WRITTEN TASK:
Reproduce every item below word for word, leaving out the pictures.

SUPPLIED RECORDS:
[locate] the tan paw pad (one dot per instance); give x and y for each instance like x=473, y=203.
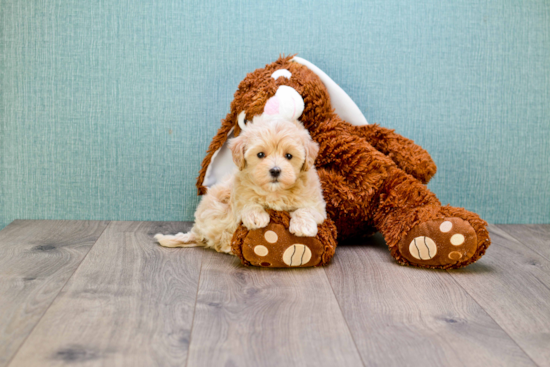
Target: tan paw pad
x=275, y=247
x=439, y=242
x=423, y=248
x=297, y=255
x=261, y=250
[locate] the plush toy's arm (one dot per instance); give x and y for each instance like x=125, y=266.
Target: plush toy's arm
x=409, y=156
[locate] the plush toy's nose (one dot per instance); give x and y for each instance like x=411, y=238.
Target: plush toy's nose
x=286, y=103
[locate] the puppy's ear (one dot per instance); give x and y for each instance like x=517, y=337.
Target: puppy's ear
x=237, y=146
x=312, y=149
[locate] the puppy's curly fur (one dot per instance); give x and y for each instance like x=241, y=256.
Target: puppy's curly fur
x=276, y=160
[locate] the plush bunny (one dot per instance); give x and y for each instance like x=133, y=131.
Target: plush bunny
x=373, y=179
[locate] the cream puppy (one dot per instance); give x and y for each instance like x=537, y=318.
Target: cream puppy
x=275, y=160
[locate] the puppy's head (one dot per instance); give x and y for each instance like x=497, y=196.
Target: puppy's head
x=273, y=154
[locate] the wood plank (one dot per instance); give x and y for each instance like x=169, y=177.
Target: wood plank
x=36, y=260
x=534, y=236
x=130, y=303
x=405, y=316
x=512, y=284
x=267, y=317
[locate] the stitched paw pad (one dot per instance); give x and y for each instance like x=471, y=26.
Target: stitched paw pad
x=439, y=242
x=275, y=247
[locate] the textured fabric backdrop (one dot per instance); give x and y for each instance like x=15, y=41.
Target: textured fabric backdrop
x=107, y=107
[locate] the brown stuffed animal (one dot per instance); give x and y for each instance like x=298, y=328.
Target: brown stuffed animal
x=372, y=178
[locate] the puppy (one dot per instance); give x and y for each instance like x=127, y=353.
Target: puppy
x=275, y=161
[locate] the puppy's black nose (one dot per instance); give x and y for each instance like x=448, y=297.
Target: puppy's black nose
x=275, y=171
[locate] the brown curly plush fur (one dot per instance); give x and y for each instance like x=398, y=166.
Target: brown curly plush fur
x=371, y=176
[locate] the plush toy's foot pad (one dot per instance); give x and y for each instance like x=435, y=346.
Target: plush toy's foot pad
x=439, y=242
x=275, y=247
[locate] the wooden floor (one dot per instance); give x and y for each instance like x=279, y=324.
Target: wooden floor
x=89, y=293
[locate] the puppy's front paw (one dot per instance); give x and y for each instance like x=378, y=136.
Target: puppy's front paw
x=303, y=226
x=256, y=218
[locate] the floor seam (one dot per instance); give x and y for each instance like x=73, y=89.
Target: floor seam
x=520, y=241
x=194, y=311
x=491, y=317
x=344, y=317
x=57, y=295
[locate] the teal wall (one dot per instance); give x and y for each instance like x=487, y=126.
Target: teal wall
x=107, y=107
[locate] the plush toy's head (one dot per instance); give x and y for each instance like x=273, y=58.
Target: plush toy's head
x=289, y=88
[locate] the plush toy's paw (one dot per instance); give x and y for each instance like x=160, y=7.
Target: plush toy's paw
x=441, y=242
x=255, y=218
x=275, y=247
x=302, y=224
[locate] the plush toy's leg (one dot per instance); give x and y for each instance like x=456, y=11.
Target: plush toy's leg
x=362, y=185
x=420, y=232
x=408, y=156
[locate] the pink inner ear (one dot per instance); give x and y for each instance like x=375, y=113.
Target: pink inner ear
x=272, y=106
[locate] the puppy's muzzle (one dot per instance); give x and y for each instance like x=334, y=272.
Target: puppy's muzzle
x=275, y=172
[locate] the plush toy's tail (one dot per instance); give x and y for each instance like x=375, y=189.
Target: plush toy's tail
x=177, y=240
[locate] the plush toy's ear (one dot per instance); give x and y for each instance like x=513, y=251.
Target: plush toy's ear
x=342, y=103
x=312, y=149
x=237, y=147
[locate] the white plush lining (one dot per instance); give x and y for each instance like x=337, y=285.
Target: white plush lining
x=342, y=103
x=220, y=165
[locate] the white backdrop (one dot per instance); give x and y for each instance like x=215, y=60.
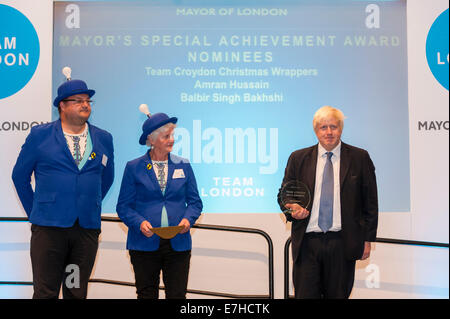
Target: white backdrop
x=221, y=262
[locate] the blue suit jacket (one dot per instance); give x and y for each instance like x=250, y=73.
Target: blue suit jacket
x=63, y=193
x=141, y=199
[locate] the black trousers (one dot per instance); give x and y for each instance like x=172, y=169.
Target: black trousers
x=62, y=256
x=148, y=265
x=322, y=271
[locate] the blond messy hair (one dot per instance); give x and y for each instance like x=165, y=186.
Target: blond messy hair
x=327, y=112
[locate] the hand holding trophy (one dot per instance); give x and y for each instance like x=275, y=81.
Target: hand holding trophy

THE OUTPUT:
[locate] the tan paw pad (one dot per instance); give x and y for each instance like x=473, y=203.
Target: tan paw pad
x=275, y=247
x=439, y=242
x=423, y=248
x=297, y=255
x=261, y=250
[locate] the plush toy's arm (one dot per instance); give x and y for each instance like x=125, y=266.
Target: plush toy's arm
x=409, y=156
[locate] the plush toy's nose (one dot per instance); give x and y for each instance like x=411, y=238.
Target: plush toy's nose
x=286, y=103
[locate] the puppy's ear (one dot per instance); give x and y for each instance like x=517, y=337.
Target: puppy's ear
x=237, y=146
x=312, y=149
[locate] the puppy's curly fur (one dot per instance); give x and y for each instance like x=241, y=256.
Target: puppy's curly fur
x=276, y=160
[locate] the plush bunny (one dot per instance); give x and y for each instance like x=133, y=131.
Target: plush bunny
x=373, y=179
[locate] the cream puppy (one dot per instance); give x and y for each instance like x=537, y=318.
Target: cream puppy
x=275, y=160
[locate] the puppy's head (one dot per instance); give x and y for each instance like x=497, y=196.
Target: puppy's head
x=273, y=154
[locate] the wood plank (one dot per instance); give x and y for each instance like x=169, y=177.
Target: wood plank
x=36, y=260
x=534, y=236
x=130, y=303
x=405, y=316
x=512, y=284
x=267, y=317
[locate] the stitched paw pad (one dot per instance); give x and y for each instance like x=471, y=26.
Target: stitched paw pad
x=439, y=242
x=275, y=247
[locate] the textured fabric backdrop (one dot per instance); give x and y for each instance like x=15, y=41.
Target: textured fabric backdrop
x=107, y=107
[locate] the brown stuffed animal (one dot per instance); give x and y for each instance like x=298, y=328.
Target: brown stuffed animal
x=372, y=178
[locate] the puppy (one dot per instance); give x and y for each instance like x=127, y=353.
Target: puppy
x=275, y=161
[locate] the puppy's black nose (one dot per instance); give x and y for each instance like x=448, y=297.
Target: puppy's black nose
x=275, y=171
[locate] the brown curly plush fur (one dot per instance); give x and y for each instance like x=398, y=166.
Target: brown curly plush fur
x=371, y=176
[locate] the plush toy's foot pad (one dot per instance); give x and y for each instance like x=435, y=346.
Target: plush toy's foot pad
x=439, y=242
x=275, y=247
[locate] the wooden floor (one dot per instance); give x and y for each instance like x=279, y=324.
Target: wooden floor
x=89, y=293
[locate] the puppy's front paw (one dot per instance); give x and y for each instance like x=378, y=136.
Target: puppy's front paw
x=303, y=226
x=256, y=218
[locate] the floor seam (one dot per instance); give x and y for each instance like x=73, y=89.
Target: floor seam
x=520, y=241
x=194, y=311
x=491, y=317
x=344, y=317
x=57, y=295
[locate] the teal wall (one dot per instance); give x and y for each instance like x=487, y=126.
Target: teal wall
x=107, y=107
[locate] the plush toy's head (one dot per instance); give x and y for each instance like x=273, y=58.
Target: plush toy's head
x=289, y=88
[locate] the plush toy's paw (one dot per instance); give x and y for each instance like x=160, y=7.
Target: plush toy's paw
x=441, y=242
x=255, y=218
x=275, y=247
x=302, y=224
[locate] the plush toy's leg (one dot per instance); give x and y for each instance like x=456, y=11.
Target: plush toy's leg
x=362, y=185
x=420, y=232
x=408, y=156
[locate] the pink inner ear (one dot per instance); give x and y for each instance like x=375, y=113.
Target: pink inner ear
x=272, y=106
[locate] the puppy's muzzle (one dot per instance); give x and y for each instance like x=334, y=272.
Target: puppy's muzzle
x=275, y=172
[locate] the plush toy's tail (one dot per instance); give x and y for each instance like x=375, y=189.
Target: plush toy's tail
x=177, y=240
[locate] the plush toy's ear (one dot per instance); give x and y for each instance like x=513, y=251.
Target: plush toy's ear
x=342, y=103
x=312, y=149
x=237, y=147
[locate] the white plush lining (one dot per instance); give x and y for each instance like x=337, y=285.
Target: white plush lining
x=342, y=103
x=220, y=165
[locate] the white backdrop (one dot per instance); give x and y for each instance like x=215, y=60.
Target: white backdrop
x=221, y=262
[locate] the blue suit jacket (one dot per instance); give x and y for each instance like x=250, y=73.
Target: blue suit jacket
x=63, y=193
x=141, y=199
[locate] the black trousers (one dot per instance); give x and y for each instance like x=172, y=169.
Target: black trousers
x=62, y=256
x=148, y=265
x=322, y=271
[locate] the blond messy hair (one dot per instance); give x and y for each instance like x=165, y=186.
Target: blond messy hair
x=327, y=112
[locate] the hand holding trophy (one dot per instance); give x and y for each instance like x=275, y=81.
Target: hand holding trophy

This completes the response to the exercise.